# QUOTED PASSAGE start

Before examining the remaining cases we remark that if the SSC terminates in Phase II then \(\alpha _{T- 1} = \beta _{T-1}\) must be maximal w.r.t. the conditions \(y_T \in B_{T-1}\) or \(y_T \in \bar{B}\). If \(\alpha _{T-1} = 0\) then \(y_{T-1} = y_T\), and in this case we cannot have \(y_{T-1} \in \partial \bar{B}\), otherwise the SSC would terminate in Phase II of the previous cycle. Therefore necessarily \(y_T = y_{T-1} \in \text {int}(B_{T-1})^c\) (Case 2). If \(\beta _{T - 1} = \alpha _{T- 1} > 0\) we must have \(y_{T-1}\in \Omega _{T-1} = B_{T-1} \cap \bar{B}\), and \(y_T \in \partial B_{T - 1}\) (case 3) or \(y_T \in \partial \bar{B}\) (case 4) respectively.

Case 2 \(y_{T-1} = y_T \in \text {int}(B_{T-1})^c\). We can rewrite the condition as

$$\begin{aligned} \langle g, \hat{d}_{T-1} \rangle \le L\Vert y_{T-1} - x_k\Vert = L \Vert y_T - x_k\Vert \, . \end{aligned}$$
(8.8)

Thus

$$\begin{aligned} p_T = p_{T-1} \le \tilde{p}_{T-1} + L\Vert y_{T} - x_k\Vert \le \frac{1}{\tau }\langle g, \hat{d}_{T-1} \rangle + L\Vert y_T - x_k\Vert \le \left( \frac{L}{\tau } + L\right) \Vert y_T - x_k\Vert \, , \end{aligned}$$
(8.9)

where in the equality we used \(y_{T} = y_{T-1}\), the first inequality follows from (8.7) and again \(y_T = y_{T-1}\), the second from \(\frac{\langle g, \hat{d}_T \rangle }{\tilde{p}_T} \ge \text {DSB}_{\mathcal {A}}(\Omega , y_{T}, g) \ge \text {SB}_{\mathcal {A}}(\Omega ) = \tau \), and the third from (8.8). Then \(\tilde{x}_k = x_{k + 1} = y_T\) satisfies the desired conditions.

# QUOTED PASSAGE end
# RECORD LIST start

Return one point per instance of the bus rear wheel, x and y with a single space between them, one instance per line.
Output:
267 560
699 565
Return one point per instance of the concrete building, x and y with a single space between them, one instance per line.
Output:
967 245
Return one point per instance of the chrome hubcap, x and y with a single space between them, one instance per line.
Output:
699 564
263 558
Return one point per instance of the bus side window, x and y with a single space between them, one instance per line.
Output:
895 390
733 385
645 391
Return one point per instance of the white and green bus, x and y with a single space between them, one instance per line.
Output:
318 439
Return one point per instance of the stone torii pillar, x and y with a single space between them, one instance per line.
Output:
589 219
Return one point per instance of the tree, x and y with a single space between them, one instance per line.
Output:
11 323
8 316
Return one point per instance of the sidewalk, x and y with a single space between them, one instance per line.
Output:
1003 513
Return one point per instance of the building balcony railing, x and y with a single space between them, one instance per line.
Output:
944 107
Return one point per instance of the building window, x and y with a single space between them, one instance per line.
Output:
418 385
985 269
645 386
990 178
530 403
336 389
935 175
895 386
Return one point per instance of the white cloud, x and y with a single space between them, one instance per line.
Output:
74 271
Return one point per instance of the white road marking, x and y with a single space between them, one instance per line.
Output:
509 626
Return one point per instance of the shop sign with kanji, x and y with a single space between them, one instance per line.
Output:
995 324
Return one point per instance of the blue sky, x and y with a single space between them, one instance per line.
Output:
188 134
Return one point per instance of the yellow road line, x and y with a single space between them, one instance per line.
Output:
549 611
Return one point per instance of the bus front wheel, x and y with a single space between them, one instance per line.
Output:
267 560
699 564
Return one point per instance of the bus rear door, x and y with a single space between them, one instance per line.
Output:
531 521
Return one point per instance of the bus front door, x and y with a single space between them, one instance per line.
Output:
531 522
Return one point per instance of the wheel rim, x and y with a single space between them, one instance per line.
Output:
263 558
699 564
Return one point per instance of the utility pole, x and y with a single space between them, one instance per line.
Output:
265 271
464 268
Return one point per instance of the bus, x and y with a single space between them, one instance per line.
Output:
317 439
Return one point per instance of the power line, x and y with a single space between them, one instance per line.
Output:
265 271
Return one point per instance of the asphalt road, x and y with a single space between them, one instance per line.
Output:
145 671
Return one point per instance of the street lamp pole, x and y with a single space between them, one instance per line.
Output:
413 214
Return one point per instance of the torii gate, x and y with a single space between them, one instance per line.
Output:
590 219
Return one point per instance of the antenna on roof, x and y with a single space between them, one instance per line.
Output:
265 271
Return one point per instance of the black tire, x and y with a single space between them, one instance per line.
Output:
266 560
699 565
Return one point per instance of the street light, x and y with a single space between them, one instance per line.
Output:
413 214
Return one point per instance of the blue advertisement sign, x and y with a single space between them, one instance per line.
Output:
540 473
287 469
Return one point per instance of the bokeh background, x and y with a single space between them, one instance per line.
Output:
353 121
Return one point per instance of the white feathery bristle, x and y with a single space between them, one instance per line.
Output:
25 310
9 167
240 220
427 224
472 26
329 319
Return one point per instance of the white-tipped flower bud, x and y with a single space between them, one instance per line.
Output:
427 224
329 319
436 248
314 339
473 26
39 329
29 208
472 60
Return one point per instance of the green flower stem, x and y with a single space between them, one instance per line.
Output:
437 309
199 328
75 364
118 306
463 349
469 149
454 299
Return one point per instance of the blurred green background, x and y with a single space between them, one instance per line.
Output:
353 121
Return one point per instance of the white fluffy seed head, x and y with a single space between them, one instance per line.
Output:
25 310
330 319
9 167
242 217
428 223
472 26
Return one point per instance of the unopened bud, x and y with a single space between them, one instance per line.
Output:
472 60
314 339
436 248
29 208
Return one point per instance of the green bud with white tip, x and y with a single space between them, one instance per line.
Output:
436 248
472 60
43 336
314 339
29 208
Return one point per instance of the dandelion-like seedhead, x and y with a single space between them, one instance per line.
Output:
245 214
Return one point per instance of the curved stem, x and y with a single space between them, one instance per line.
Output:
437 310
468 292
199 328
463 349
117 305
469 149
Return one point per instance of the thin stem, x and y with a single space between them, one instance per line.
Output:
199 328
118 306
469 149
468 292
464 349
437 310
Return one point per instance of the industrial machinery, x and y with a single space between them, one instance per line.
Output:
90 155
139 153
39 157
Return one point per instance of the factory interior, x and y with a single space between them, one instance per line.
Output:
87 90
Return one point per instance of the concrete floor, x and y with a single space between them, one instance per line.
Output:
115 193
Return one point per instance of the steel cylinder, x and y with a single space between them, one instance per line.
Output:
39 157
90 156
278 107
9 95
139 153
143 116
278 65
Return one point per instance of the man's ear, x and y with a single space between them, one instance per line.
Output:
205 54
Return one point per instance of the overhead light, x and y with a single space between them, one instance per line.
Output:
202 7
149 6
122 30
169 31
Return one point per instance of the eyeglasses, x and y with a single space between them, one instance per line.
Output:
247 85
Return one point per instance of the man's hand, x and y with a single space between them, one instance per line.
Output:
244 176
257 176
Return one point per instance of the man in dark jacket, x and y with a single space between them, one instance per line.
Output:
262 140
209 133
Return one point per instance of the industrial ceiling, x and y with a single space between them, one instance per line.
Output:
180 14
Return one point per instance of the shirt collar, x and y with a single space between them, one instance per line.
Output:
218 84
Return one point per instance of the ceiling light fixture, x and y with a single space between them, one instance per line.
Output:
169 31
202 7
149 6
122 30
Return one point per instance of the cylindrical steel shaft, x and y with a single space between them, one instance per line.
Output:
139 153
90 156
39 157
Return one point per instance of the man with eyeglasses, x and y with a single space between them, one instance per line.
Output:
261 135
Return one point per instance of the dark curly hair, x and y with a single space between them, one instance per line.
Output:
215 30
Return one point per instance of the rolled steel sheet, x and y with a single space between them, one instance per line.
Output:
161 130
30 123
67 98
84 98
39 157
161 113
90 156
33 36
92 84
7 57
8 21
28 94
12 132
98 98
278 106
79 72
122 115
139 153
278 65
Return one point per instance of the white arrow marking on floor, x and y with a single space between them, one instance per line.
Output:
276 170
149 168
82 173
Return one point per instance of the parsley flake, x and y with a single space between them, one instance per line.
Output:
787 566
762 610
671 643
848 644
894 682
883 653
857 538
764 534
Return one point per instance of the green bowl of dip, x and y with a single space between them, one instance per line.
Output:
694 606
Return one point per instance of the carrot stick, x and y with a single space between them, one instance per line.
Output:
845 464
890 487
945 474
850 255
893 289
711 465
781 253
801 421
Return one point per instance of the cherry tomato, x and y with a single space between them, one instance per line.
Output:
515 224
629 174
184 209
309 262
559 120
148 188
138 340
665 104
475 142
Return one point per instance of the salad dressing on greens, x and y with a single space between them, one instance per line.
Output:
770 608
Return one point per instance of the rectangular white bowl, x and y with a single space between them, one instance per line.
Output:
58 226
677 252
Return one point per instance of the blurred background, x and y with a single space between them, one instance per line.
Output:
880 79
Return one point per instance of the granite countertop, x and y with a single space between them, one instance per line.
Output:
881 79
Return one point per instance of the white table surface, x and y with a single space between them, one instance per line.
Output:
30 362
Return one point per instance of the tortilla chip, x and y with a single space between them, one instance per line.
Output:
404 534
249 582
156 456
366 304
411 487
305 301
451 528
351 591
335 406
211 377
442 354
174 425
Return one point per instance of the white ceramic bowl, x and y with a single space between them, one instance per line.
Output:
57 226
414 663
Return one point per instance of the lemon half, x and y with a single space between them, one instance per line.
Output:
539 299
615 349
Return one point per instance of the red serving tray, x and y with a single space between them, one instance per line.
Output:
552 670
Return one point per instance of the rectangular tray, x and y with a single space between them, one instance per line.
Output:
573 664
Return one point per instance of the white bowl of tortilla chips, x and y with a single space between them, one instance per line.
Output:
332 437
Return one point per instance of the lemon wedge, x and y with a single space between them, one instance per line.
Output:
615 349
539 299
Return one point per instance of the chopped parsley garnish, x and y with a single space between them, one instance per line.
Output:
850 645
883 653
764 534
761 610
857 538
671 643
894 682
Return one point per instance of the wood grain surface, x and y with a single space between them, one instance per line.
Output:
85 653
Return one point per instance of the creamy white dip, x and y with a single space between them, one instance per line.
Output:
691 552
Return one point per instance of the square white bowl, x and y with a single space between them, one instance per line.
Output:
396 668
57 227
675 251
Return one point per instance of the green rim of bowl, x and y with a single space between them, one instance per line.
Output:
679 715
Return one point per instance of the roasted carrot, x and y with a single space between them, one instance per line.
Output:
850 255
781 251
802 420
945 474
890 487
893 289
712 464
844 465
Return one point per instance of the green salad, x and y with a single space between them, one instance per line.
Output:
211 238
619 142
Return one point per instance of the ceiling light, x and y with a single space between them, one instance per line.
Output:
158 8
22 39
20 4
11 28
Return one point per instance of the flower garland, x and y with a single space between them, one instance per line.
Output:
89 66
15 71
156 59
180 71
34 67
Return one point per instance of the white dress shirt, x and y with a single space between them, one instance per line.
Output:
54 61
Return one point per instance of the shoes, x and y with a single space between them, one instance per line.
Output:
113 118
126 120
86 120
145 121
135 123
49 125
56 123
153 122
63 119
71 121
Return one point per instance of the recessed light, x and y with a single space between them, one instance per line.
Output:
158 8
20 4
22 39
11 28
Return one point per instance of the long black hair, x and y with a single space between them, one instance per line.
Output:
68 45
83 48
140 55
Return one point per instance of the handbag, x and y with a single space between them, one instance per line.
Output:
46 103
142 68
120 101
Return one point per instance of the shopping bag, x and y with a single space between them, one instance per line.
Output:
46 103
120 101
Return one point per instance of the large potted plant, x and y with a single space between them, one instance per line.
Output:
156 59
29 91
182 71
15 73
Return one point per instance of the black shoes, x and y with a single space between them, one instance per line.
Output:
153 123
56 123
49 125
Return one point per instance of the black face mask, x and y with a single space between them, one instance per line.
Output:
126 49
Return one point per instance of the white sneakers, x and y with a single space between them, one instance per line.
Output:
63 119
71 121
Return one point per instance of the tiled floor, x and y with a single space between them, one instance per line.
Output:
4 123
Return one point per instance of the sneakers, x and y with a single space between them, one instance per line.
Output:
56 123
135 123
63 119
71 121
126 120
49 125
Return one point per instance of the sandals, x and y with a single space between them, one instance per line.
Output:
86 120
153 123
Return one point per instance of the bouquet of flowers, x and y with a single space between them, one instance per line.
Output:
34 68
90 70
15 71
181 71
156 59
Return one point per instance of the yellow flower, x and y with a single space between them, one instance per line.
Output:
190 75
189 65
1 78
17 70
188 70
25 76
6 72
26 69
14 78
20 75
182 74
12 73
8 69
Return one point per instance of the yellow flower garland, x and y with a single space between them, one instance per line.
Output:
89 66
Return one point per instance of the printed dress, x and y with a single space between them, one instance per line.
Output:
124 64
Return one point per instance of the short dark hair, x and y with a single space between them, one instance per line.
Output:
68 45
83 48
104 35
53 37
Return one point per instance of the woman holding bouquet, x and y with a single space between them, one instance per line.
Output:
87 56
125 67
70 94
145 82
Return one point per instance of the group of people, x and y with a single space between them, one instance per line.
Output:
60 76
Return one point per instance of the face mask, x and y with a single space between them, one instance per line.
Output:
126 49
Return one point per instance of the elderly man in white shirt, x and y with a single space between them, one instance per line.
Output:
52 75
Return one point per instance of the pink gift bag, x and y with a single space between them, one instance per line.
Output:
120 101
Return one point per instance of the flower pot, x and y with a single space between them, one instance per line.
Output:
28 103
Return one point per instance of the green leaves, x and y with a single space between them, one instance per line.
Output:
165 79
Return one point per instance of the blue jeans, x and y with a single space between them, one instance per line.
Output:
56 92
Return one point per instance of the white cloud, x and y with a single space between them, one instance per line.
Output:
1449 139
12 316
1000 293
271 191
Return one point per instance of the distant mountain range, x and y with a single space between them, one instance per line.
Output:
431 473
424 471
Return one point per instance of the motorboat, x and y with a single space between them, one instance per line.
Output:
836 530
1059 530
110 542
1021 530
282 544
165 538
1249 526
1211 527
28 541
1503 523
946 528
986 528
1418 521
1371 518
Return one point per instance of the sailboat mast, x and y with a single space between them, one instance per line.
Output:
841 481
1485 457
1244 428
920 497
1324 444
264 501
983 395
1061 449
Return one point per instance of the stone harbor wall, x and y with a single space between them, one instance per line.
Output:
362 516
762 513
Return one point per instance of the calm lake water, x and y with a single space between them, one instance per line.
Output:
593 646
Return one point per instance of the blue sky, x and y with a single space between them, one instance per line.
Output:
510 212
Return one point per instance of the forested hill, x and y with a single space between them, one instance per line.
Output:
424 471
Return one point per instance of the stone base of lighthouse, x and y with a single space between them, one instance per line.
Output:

# RECORD LIST end

## EXERCISE DESCRIPTION
Could you extend the proof excerpt on the SSC termination cases, picking up right after its last sentence? You won't need the lines for this.

## RESULT
Case 3 \(y_T = y_{T - 1} + \beta _{T - 1} d_{T-1}\) and \(y_T \in \partial B_{T-1}\). Then from \(y_{T-1} \in B_{T-1}\) it follows

$$\begin{aligned} L \Vert y_{T-1} - x_k\Vert \le \langle g, \hat{d}_{T-1} \rangle \, , \end{aligned}$$
(8.10)

and \(y_T \in \partial B_{T-1}\) implies

$$\begin{aligned} \langle g, \hat{d}_{T-1} \rangle = L \Vert y_T - x_k\Vert \, . \end{aligned}$$
(8.11)

Combining (8.10) with (8.11) we obtain

$$\begin{aligned} L \Vert y_{T - 1} - x_k\Vert \le L \Vert y_T - x_k\Vert \, . \end{aligned}$$
(8.12)

Thus

$$\begin{aligned} p_{T - 1} \le \tilde{p}_{T - 1} + L\Vert y_{T - 1} - x_k\Vert \le \frac{1}{\tau }\langle g, \hat{d}_{T - 1} \rangle + L\Vert y_{T - 1} - x_k\Vert \le \left( \frac{L}{\tau } + L\right) \Vert y_T - x_k\Vert \, , \end{aligned}$$

where we used (8.11), (8.12) in the last inequality and the rest follows reasoning as for (8.9). In particular we can take \(\tilde{x}_k = y_{T-1}\), where \(\Vert \tilde{x}_k - x_k\Vert \le \Vert x_{k + 1} - x_k\Vert \) by (8.12).

Case 4 \(y_T = y_{T - 1} + \beta _{T - 1} d_{T-1}\) and \(y_T \in \partial \bar{B}\).

The condition \(x_{k + 1} = y_T \in \bar{B}\) can be rewritten as

$$\begin{aligned} L\Vert x_{k + 1} - x_k\Vert ^2 - \langle g, x_{k + 1} - x_k \rangle = 0 \, . \end{aligned}$$
(8.13)

For every \(j \in [0:T]\) we have

$$\begin{aligned} x_{k + 1} = y_j + \sum _{i=j}^{T-1} \alpha _i d_i \, . \end{aligned}$$
(8.14)

We now want to prove that for every \(j \in [0:T]\)

$$\begin{aligned} \Vert x_{k + 1} - x_k\Vert \ge \Vert y_j - x_k\Vert \, . \end{aligned}$$
(8.15)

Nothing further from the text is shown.